** WORKING DATA follows **

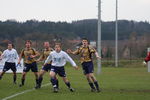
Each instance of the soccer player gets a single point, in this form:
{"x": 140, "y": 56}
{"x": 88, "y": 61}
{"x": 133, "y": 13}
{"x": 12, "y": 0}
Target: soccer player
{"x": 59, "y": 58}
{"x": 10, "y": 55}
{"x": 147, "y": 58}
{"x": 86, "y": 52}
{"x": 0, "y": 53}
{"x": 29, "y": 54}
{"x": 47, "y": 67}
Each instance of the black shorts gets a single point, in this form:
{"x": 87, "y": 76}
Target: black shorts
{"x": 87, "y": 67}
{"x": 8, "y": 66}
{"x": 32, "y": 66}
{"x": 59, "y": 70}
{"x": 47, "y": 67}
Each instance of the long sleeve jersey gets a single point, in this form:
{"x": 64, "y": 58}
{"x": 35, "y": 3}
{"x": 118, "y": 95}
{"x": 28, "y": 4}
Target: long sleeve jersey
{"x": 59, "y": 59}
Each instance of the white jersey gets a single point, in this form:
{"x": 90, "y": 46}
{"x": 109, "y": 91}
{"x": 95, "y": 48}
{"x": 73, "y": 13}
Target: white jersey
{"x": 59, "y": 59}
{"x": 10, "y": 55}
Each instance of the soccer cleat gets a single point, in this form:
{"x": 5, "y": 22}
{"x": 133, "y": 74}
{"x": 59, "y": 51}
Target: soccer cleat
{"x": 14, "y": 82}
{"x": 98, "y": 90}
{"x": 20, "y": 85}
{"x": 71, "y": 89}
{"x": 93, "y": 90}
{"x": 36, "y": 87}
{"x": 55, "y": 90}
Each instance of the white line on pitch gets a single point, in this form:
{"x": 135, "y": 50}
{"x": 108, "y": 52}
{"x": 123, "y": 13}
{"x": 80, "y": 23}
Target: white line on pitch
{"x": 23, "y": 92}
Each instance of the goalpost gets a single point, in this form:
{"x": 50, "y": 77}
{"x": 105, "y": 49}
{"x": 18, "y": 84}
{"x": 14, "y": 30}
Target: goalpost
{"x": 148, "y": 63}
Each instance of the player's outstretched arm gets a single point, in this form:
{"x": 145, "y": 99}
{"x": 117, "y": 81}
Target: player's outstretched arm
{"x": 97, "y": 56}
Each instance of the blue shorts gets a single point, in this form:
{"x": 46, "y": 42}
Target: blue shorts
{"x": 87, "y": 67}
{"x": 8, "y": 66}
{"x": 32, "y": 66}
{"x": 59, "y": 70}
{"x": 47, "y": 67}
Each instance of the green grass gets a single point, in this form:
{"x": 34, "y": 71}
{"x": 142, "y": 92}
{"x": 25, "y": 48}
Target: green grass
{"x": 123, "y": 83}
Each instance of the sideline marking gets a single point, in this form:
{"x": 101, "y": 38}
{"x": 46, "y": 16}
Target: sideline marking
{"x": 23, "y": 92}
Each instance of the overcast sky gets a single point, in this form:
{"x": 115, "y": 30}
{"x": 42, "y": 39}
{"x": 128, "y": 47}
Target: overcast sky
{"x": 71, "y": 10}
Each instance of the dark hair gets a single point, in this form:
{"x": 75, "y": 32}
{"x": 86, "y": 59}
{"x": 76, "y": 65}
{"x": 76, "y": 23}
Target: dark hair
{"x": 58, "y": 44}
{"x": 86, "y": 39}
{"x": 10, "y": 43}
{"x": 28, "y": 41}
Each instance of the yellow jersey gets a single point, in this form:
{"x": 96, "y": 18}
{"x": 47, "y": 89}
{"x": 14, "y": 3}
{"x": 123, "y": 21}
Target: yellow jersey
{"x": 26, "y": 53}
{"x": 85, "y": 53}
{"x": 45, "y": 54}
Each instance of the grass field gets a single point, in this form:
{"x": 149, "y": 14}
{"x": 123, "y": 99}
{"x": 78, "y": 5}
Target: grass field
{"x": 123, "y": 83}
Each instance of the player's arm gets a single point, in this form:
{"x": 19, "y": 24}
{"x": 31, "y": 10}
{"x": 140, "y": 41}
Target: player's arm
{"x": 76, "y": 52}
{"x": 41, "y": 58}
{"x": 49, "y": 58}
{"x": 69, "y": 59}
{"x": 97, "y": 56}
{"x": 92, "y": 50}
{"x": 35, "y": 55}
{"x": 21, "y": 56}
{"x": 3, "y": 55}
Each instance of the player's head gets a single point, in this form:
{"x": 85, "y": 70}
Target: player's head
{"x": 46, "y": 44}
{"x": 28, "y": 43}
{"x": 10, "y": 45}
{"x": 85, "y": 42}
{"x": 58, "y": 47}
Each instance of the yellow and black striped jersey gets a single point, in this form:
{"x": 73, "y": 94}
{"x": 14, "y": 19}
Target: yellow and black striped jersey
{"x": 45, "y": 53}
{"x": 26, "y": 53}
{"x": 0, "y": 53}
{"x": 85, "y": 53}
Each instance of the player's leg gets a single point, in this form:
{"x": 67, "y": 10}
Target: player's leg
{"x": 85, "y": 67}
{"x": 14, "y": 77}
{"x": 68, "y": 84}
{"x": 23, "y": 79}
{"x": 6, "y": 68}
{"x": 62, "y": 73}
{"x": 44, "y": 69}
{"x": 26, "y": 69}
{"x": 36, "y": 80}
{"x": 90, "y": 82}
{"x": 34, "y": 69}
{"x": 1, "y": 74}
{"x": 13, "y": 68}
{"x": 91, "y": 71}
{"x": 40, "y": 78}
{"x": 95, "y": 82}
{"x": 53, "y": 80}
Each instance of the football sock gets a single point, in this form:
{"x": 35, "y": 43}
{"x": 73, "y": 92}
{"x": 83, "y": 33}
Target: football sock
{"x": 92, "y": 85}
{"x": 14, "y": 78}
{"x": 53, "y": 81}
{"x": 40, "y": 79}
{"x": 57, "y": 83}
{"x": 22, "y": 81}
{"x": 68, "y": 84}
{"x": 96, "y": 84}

** End of WORKING DATA **

§ TASK TO COMPLETE: Exact copy, no pictures: reproduce every record above.

§ RESPONSE FOR THIS EXERCISE:
Each instance of the soccer player gets a single point, in this form:
{"x": 140, "y": 56}
{"x": 88, "y": 61}
{"x": 133, "y": 13}
{"x": 12, "y": 0}
Target: soccer player
{"x": 59, "y": 58}
{"x": 10, "y": 55}
{"x": 147, "y": 58}
{"x": 86, "y": 52}
{"x": 0, "y": 53}
{"x": 29, "y": 54}
{"x": 47, "y": 67}
Each instance of the black shorts gets a single point, in this form:
{"x": 87, "y": 76}
Target: black shorts
{"x": 87, "y": 67}
{"x": 8, "y": 66}
{"x": 32, "y": 66}
{"x": 59, "y": 70}
{"x": 47, "y": 67}
Each instance of the long sleeve jersey gets a single point, in this form:
{"x": 64, "y": 58}
{"x": 35, "y": 3}
{"x": 118, "y": 95}
{"x": 28, "y": 4}
Target: long sleeve jersey
{"x": 59, "y": 59}
Each instance of the white jersey gets a single point, in this form:
{"x": 90, "y": 46}
{"x": 109, "y": 91}
{"x": 95, "y": 48}
{"x": 73, "y": 13}
Target: white jersey
{"x": 59, "y": 59}
{"x": 10, "y": 55}
Each instance of the soccer cleat gets a single point, in this form:
{"x": 5, "y": 22}
{"x": 133, "y": 74}
{"x": 59, "y": 51}
Target: soccer cleat
{"x": 14, "y": 82}
{"x": 98, "y": 90}
{"x": 20, "y": 85}
{"x": 71, "y": 89}
{"x": 93, "y": 90}
{"x": 36, "y": 87}
{"x": 55, "y": 90}
Each instance of the white line on pitch gets a single point, in this form:
{"x": 135, "y": 50}
{"x": 108, "y": 52}
{"x": 123, "y": 13}
{"x": 80, "y": 23}
Target: white line on pitch
{"x": 23, "y": 92}
Each instance of the goalpost gets a single point, in this form:
{"x": 50, "y": 77}
{"x": 105, "y": 49}
{"x": 18, "y": 84}
{"x": 14, "y": 30}
Target: goalpost
{"x": 148, "y": 63}
Each instance of the player's outstretched arm gets a single point, in this form:
{"x": 145, "y": 99}
{"x": 117, "y": 81}
Target: player's outstretched arm
{"x": 97, "y": 56}
Each instance of the blue shorts gets a single point, in this form:
{"x": 46, "y": 42}
Target: blue shorts
{"x": 87, "y": 67}
{"x": 8, "y": 66}
{"x": 32, "y": 66}
{"x": 59, "y": 70}
{"x": 47, "y": 67}
Each instance of the green grass gets a single point, in this form:
{"x": 34, "y": 71}
{"x": 142, "y": 92}
{"x": 25, "y": 48}
Target: green grass
{"x": 123, "y": 83}
Each instance of the sideline marking gets a single point, in this form:
{"x": 101, "y": 38}
{"x": 46, "y": 16}
Target: sideline marking
{"x": 23, "y": 92}
Each instance of the overcast sky gets a single point, in this form:
{"x": 115, "y": 30}
{"x": 42, "y": 39}
{"x": 128, "y": 47}
Target: overcast sky
{"x": 71, "y": 10}
Each instance of the dark hair gets a single point, in this form:
{"x": 75, "y": 32}
{"x": 86, "y": 59}
{"x": 76, "y": 65}
{"x": 76, "y": 23}
Target: dark hair
{"x": 58, "y": 44}
{"x": 86, "y": 39}
{"x": 10, "y": 43}
{"x": 28, "y": 41}
Each instance of the yellow jersey gets a single point, in this form:
{"x": 96, "y": 18}
{"x": 47, "y": 89}
{"x": 14, "y": 3}
{"x": 123, "y": 21}
Target: yellow jersey
{"x": 26, "y": 53}
{"x": 85, "y": 53}
{"x": 45, "y": 54}
Each instance of the grass field gets a single point, in this form:
{"x": 149, "y": 14}
{"x": 123, "y": 99}
{"x": 78, "y": 5}
Target: grass field
{"x": 123, "y": 83}
Each instance of the player's arm gets a single point, in this form:
{"x": 19, "y": 24}
{"x": 31, "y": 10}
{"x": 140, "y": 41}
Target: player's arm
{"x": 76, "y": 52}
{"x": 41, "y": 58}
{"x": 49, "y": 58}
{"x": 69, "y": 59}
{"x": 97, "y": 56}
{"x": 92, "y": 50}
{"x": 35, "y": 55}
{"x": 21, "y": 56}
{"x": 3, "y": 55}
Each instance of the player's head gets a single point, in this form:
{"x": 85, "y": 70}
Target: player's head
{"x": 46, "y": 44}
{"x": 28, "y": 43}
{"x": 10, "y": 45}
{"x": 85, "y": 42}
{"x": 58, "y": 47}
Each instance of the yellow and black striped jersey gets a single point, in this form:
{"x": 73, "y": 94}
{"x": 14, "y": 19}
Target: yellow and black striped jersey
{"x": 45, "y": 53}
{"x": 26, "y": 53}
{"x": 0, "y": 53}
{"x": 85, "y": 53}
Each instance of the player's leg gets a single point, in this form:
{"x": 67, "y": 10}
Target: player's leg
{"x": 85, "y": 67}
{"x": 14, "y": 77}
{"x": 68, "y": 84}
{"x": 23, "y": 79}
{"x": 6, "y": 68}
{"x": 62, "y": 73}
{"x": 44, "y": 69}
{"x": 26, "y": 69}
{"x": 36, "y": 80}
{"x": 90, "y": 82}
{"x": 34, "y": 69}
{"x": 1, "y": 74}
{"x": 13, "y": 68}
{"x": 91, "y": 71}
{"x": 40, "y": 78}
{"x": 95, "y": 82}
{"x": 53, "y": 80}
Each instance of the football sock gets a single point, in this form:
{"x": 35, "y": 43}
{"x": 73, "y": 92}
{"x": 83, "y": 33}
Target: football sock
{"x": 92, "y": 85}
{"x": 14, "y": 78}
{"x": 53, "y": 81}
{"x": 40, "y": 79}
{"x": 57, "y": 83}
{"x": 22, "y": 81}
{"x": 68, "y": 84}
{"x": 96, "y": 84}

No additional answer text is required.